| Exercise |
Pull out each line of the entries below that contains the word "antenna", and treat uppercase and lowercase letters as different.

| Data extract |
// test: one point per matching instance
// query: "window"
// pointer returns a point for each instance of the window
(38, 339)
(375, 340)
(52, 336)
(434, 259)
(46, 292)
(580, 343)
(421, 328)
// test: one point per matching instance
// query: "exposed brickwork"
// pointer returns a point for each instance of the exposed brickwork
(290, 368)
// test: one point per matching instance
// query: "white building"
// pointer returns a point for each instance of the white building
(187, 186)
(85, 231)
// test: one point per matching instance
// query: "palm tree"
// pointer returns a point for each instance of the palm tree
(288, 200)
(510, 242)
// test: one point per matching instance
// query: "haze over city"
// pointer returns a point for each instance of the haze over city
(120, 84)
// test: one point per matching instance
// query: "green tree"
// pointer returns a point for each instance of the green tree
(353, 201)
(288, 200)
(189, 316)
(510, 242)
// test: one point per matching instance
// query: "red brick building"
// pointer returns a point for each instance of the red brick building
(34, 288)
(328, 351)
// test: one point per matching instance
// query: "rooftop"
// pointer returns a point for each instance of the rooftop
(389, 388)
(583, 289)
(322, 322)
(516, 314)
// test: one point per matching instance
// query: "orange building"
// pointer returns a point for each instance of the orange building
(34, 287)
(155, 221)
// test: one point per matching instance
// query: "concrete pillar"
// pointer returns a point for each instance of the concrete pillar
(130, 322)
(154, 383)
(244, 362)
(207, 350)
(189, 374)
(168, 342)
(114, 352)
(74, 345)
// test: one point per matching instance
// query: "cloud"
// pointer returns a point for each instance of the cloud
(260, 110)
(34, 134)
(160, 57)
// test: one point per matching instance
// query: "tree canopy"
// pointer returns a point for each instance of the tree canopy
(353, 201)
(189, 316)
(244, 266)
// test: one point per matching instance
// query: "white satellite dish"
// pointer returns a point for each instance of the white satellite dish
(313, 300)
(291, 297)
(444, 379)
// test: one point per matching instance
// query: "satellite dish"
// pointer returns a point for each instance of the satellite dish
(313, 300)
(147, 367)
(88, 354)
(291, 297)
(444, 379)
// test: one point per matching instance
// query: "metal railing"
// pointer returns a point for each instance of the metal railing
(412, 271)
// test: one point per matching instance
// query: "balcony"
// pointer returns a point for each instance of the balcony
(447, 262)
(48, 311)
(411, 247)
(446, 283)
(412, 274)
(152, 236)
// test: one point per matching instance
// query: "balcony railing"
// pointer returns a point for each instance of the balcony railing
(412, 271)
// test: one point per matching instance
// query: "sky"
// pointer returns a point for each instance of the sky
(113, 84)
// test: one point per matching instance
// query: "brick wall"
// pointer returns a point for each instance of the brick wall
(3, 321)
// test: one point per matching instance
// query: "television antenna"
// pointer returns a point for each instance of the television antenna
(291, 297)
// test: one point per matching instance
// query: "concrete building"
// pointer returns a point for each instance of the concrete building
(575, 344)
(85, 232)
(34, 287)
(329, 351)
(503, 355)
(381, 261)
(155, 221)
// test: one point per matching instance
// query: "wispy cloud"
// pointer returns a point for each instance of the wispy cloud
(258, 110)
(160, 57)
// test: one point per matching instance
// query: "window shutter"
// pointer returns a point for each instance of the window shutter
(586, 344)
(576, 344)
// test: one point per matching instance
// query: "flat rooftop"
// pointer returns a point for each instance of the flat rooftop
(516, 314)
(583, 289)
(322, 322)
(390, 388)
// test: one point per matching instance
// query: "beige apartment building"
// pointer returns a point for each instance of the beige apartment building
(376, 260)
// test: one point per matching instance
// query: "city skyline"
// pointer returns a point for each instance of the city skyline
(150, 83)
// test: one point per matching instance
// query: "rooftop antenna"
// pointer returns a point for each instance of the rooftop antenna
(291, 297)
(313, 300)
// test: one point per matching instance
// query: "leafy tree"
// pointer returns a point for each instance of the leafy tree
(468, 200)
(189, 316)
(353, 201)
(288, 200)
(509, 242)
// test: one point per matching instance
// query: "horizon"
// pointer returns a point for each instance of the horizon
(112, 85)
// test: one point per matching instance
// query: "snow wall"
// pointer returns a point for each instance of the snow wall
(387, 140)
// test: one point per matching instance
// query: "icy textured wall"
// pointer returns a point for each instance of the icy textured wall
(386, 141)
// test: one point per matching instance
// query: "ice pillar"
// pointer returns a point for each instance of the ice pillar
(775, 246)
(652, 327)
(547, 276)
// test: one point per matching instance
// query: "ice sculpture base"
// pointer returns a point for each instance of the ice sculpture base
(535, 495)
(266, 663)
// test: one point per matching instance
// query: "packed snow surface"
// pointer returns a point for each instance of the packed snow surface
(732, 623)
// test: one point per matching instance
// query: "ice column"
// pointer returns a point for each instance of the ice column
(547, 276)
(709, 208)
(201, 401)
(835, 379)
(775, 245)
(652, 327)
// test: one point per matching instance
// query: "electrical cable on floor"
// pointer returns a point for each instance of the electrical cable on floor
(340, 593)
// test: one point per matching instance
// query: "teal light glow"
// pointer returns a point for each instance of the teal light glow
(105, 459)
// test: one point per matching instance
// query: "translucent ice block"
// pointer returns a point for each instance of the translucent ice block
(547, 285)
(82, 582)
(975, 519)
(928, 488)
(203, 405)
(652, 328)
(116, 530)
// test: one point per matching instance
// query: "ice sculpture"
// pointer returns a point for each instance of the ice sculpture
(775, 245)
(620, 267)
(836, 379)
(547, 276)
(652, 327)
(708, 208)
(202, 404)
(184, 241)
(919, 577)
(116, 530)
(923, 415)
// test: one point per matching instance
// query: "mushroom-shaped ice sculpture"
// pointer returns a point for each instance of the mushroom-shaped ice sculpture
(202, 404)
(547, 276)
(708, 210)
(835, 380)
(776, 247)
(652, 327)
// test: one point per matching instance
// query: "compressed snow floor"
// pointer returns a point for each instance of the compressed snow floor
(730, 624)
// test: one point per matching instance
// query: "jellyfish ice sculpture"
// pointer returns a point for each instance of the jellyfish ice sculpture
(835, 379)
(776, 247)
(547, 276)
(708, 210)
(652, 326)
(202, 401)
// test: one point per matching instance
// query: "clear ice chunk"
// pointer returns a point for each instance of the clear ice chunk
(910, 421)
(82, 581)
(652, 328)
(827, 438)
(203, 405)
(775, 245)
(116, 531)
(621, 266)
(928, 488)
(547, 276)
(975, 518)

| The completed task |
// query: "television antenna"
// pointer returns a point for each instance of the television antenna
// query: "rooftop antenna"
// pointer returns a point for each instance of the rooftop antenna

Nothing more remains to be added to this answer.